» What you are asked to do
Give the listing again exactly, omitting its images.
[start Records supplied]
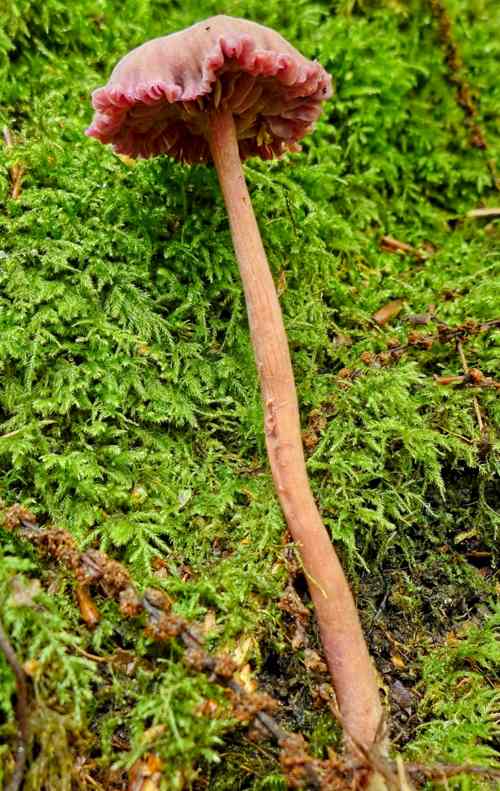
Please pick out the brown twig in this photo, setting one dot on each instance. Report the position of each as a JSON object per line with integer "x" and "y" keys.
{"x": 465, "y": 366}
{"x": 451, "y": 770}
{"x": 490, "y": 211}
{"x": 22, "y": 713}
{"x": 17, "y": 170}
{"x": 391, "y": 245}
{"x": 300, "y": 768}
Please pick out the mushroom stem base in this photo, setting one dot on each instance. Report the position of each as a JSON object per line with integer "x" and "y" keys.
{"x": 343, "y": 642}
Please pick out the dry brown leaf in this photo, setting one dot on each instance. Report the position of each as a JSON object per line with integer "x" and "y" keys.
{"x": 388, "y": 312}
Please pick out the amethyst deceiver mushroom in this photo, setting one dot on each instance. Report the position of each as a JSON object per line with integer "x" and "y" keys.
{"x": 221, "y": 91}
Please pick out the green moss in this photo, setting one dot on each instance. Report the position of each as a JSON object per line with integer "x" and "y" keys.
{"x": 129, "y": 407}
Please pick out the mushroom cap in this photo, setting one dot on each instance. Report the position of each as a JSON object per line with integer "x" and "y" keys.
{"x": 159, "y": 96}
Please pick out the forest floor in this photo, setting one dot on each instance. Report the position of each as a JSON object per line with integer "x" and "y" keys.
{"x": 130, "y": 413}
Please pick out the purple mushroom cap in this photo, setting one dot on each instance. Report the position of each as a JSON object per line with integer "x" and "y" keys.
{"x": 159, "y": 96}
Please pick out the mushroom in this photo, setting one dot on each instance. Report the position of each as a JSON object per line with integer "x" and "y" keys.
{"x": 223, "y": 90}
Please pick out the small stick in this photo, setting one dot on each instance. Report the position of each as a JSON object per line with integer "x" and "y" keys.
{"x": 22, "y": 715}
{"x": 465, "y": 366}
{"x": 17, "y": 170}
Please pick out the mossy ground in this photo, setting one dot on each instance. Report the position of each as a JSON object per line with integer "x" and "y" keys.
{"x": 129, "y": 406}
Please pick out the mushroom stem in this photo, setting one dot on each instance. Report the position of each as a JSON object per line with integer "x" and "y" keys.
{"x": 345, "y": 648}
[end Records supplied]
» Answer for this exercise
Please pick out the brown twig in this photo, setting one dot on each instance. Report the position of each as a JSON object per line with integer "x" and "y" keys.
{"x": 465, "y": 366}
{"x": 451, "y": 770}
{"x": 490, "y": 211}
{"x": 22, "y": 713}
{"x": 17, "y": 170}
{"x": 391, "y": 245}
{"x": 300, "y": 768}
Please pick out the mushroom stem base in this photo, setting one dot on each instance. Report the position of each as a JSON object per line with integer "x" and "y" keys.
{"x": 343, "y": 642}
Please pick out the dry brown leaf in this photo, setting one dot on each instance. Report the position of each as a JSON object per line with integer "x" and "y" keys.
{"x": 388, "y": 312}
Please pick out the amethyst deceiver mushroom in this photo, setting one dot on each instance. Report the position of each as a JSON object per line with integer "x" and "y" keys.
{"x": 221, "y": 91}
Please pick out the green moss in this photo, setting one dot on each instance. Report the position of each as a JSON object per line with integer "x" and "y" keys.
{"x": 129, "y": 407}
Please pick out the mushroom cap in this photo, setting one dot on each instance. Report the position of each as a JSON object per line with integer "x" and "y" keys.
{"x": 159, "y": 96}
Please pick out the forest floor in this photo, setting one dot on each instance. Report the position of each as a JSON object per line with integer "x" and "y" keys.
{"x": 130, "y": 413}
Please pick out the purple mushroom cap in this photo, setting one dot on each instance. Report the position of each as a JSON object per line with integer "x" and "y" keys.
{"x": 159, "y": 96}
Please pick out the mushroom in this photo, setting one dot on each instance. Report the position of each as a JSON object per line with integer "x" and "y" keys.
{"x": 223, "y": 90}
Please pick out the small stick in this photo, setting one dot on each instance. Report the position of each as a JSON object per line with integer "x" and "y" keys.
{"x": 22, "y": 715}
{"x": 465, "y": 366}
{"x": 17, "y": 170}
Please pick out the mossy ground in this photo, setting one dot on each instance. Report the position of each as a JSON object per line with integer "x" and "y" keys.
{"x": 129, "y": 406}
Please pick out the mushroom stem in this photo, setting one dot on each instance. Report the position of each as a JSON object per line with integer "x" and "y" keys.
{"x": 345, "y": 648}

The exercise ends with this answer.